- [Texte fourni]:
Quelles sont les sociétés les plus anomiques, les plus individualistes ? La ville, en période d’abondance. C’est vrai de la période hellénistique prolongée par et dans l’empire romain. C’est vrai des cités italiennes de la Renaissance. C’est vrai en France du second empire et de l’Europe quasiment jusqu’à nos jours si l’on excepte les temps de guerre. C’est vrai des Etats-Unis entre la guerre de sécession et la crise de 1929 puis de la fin de la seconde guerre mondiale jusqu’à ces dernières années. On en trouverait sans doute d’autres exemples mais je connais plus mal la périodisation des vieilles civilisations asiatiques. Il n’est pas anodin, dans cette perspective, que les théories libérales soient apparues au moment où la sortie du Petit Age Glaciaire permettait de meilleures récoltes, où la révolution industrielle s’annonçait, où la classe moyenne s’étoffait au propre comme au figuré.
La crise, la vraie, la terrible, celle qui fait basculer les peuples de l’abondance à la misère comme on le vit en 1929 et jusqu’au New Deal de Roosevelt, celle que l’on impose à la Grèce aujourd’hui et dont on nous menace jour après jour, serait-elle un chemin de resocialisation ? En d’autres termes, génère-t-elle des solidarités au lieu d’une simple lutte pour la survie où les « forts » l’emporteraient sur les faibles comme dans l’illusion du darwinisme social ? C’est ce qui semble se faire jour en Grèce où les solidarités familiales se renouent, où semble apparaître de l’inventivité dans de petits groupes. Il serait intéressant de voir sur quels critères l’ont s’assemble ou l’on s’exclut. En France, les élites culturelles poussent au communautarisme ethnique tout en le repoussant avec les cris de Tartuffe : cachez ce racialisme que je ne saurais voir ! Mais je ne suis pas sûre que cela devienne la seule base de solidarités réelles, l’idéologie étant toujours plus pauvre que les stratégies de la vie.

- [Supports de l'exercice]:
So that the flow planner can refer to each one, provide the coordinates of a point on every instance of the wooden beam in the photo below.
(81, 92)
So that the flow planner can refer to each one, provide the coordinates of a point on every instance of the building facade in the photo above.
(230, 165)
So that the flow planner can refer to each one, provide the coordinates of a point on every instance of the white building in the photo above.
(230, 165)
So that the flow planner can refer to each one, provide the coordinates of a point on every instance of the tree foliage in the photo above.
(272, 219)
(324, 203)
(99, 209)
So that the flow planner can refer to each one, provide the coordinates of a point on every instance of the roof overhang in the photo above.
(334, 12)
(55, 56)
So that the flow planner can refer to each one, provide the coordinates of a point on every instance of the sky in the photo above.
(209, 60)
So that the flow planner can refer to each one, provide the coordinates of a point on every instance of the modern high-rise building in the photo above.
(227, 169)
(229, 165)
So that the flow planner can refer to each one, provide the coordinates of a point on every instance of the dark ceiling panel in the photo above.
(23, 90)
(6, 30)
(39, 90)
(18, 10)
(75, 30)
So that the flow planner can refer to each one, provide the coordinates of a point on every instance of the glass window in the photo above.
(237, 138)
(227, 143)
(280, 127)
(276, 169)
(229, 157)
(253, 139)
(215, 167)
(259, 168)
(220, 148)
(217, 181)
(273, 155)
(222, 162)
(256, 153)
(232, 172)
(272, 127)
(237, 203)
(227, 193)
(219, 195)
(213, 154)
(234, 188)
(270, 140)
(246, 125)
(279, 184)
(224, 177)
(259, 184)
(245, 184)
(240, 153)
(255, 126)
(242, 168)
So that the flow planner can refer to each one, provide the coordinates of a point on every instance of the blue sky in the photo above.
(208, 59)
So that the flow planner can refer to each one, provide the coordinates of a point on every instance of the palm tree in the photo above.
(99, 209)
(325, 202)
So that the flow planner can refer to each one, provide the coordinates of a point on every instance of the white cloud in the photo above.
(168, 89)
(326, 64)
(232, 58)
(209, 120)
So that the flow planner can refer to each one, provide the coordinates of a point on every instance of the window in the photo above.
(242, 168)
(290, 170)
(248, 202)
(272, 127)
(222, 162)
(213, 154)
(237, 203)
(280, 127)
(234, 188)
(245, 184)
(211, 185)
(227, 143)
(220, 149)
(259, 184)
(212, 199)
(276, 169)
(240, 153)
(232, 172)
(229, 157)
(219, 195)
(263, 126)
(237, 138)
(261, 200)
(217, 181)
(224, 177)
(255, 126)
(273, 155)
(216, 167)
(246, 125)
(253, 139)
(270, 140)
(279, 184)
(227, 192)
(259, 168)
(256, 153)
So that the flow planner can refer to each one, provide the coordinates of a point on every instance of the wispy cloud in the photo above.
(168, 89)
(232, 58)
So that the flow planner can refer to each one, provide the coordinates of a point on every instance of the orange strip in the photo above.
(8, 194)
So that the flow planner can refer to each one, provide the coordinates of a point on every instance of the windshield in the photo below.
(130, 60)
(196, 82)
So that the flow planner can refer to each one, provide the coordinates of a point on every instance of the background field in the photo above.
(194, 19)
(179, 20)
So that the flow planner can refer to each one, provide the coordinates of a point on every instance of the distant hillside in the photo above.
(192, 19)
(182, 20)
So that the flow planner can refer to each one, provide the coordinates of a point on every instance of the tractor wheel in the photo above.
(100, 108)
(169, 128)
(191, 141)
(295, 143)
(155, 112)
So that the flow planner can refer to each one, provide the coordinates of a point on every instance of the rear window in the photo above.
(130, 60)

- [Actions à réaliser]:
**1.** Dites si chacune de ces affirmations concorde avec le texte fourni, en répondant par oui ou par non et en citant à l'identique les mots du texte qui tranchent : (a) Le texte situe l'apparition des théories libérales à l'époque où la sortie du Petit Âge glaciaire permettait de meilleures récoltes. (b) Le texte affirme qu'en Grèce, les solidarités familiales se défont. (c) Le texte range les États-Unis de la période allant de la guerre de Sécession à la crise de 1929 parmi ses exemples.
**2.** Transcrivez sans aucune modification les lignes de la liste allant de celle qui contient « white cloud in the photo above. » jusqu'à la dernière ligne de la liste, ces deux bornes comprises.
Le texte fourni et la liste forment deux supports indépendants.

- [Réponses par consigne]:
**1.**
(a) Oui : « les théories libérales soient apparues au moment où la sortie du Petit Age Glaciaire permettait de meilleures récoltes ».
(b) Non : « où les solidarités familiales se renouent ».
(c) Oui : « C’est vrai des Etats-Unis entre la guerre de sécession et la crise de 1929 ».

**2.**
So that the flow planner can refer to each one, provide the coordinates of a point on every instance of the white cloud in the photo above.
(168, 89)
(326, 64)
(232, 58)
(209, 120)
So that the flow planner can refer to each one, provide the coordinates of a point on every instance of the window in the photo above.
(242, 168)
(290, 170)
(248, 202)
(272, 127)
(222, 162)
(213, 154)
(237, 203)
(280, 127)
(234, 188)
(245, 184)
(211, 185)
(227, 143)
(220, 149)
(259, 184)
(212, 199)
(276, 169)
(240, 153)
(232, 172)
(229, 157)
(219, 195)
(263, 126)
(237, 138)
(261, 200)
(217, 181)
(224, 177)
(255, 126)
(273, 155)
(216, 167)
(246, 125)
(253, 139)
(270, 140)
(279, 184)
(227, 192)
(259, 168)
(256, 153)
So that the flow planner can refer to each one, provide the coordinates of a point on every instance of the wispy cloud in the photo above.
(168, 89)
(232, 58)
So that the flow planner can refer to each one, provide the coordinates of a point on every instance of the orange strip in the photo above.
(8, 194)
So that the flow planner can refer to each one, provide the coordinates of a point on every instance of the windshield in the photo below.
(130, 60)
(196, 82)
So that the flow planner can refer to each one, provide the coordinates of a point on every instance of the background field in the photo above.
(194, 19)
(179, 20)
So that the flow planner can refer to each one, provide the coordinates of a point on every instance of the distant hillside in the photo above.
(192, 19)
(182, 20)
So that the flow planner can refer to each one, provide the coordinates of a point on every instance of the tractor wheel in the photo above.
(100, 108)
(169, 128)
(191, 141)
(295, 143)
(155, 112)
So that the flow planner can refer to each one, provide the coordinates of a point on every instance of the rear window in the photo above.
(130, 60)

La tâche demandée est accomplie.